▸ GIVEN TASK
Rewrite the rows from the first one through the line containing "Draw the outline", changing "instance" to "occurrence" and leaving everything else as it is.

(Stored data)
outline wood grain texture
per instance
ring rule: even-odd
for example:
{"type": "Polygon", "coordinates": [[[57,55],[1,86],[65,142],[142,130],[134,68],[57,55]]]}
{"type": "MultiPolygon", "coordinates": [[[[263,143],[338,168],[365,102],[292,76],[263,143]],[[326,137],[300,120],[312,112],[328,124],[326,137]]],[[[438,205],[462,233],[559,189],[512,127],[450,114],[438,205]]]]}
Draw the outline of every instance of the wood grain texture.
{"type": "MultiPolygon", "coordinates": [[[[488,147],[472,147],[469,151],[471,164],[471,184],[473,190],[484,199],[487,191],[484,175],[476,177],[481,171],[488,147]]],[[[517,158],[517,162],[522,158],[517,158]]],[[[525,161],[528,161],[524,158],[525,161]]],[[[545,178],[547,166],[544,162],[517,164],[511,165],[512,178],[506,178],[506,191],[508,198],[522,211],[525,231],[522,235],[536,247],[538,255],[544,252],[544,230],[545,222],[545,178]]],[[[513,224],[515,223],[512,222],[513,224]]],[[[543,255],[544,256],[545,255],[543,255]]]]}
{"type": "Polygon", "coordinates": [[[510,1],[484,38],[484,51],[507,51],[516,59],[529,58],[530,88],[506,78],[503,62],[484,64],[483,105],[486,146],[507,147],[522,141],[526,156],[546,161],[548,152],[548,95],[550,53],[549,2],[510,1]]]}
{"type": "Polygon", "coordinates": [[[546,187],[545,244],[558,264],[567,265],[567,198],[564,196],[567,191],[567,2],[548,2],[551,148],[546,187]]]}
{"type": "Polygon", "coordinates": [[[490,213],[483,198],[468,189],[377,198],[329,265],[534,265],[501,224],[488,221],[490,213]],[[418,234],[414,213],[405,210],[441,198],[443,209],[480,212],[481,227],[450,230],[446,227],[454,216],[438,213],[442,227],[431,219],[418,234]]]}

▸ RIGHT ANSWER
outline wood grain texture
per occurrence
ring rule: even-odd
for example:
{"type": "Polygon", "coordinates": [[[57,55],[1,86],[65,142],[142,130],[134,68],[57,55]]]}
{"type": "MultiPolygon", "coordinates": [[[[263,143],[338,168],[365,102],[292,76],[263,143]],[[326,137],[300,120],[312,112],[328,124],[326,137]]],[[[438,205],[462,233],[559,189],[512,127],[450,114],[438,205]]]]}
Draw the outline of every occurrence of the wood grain texture.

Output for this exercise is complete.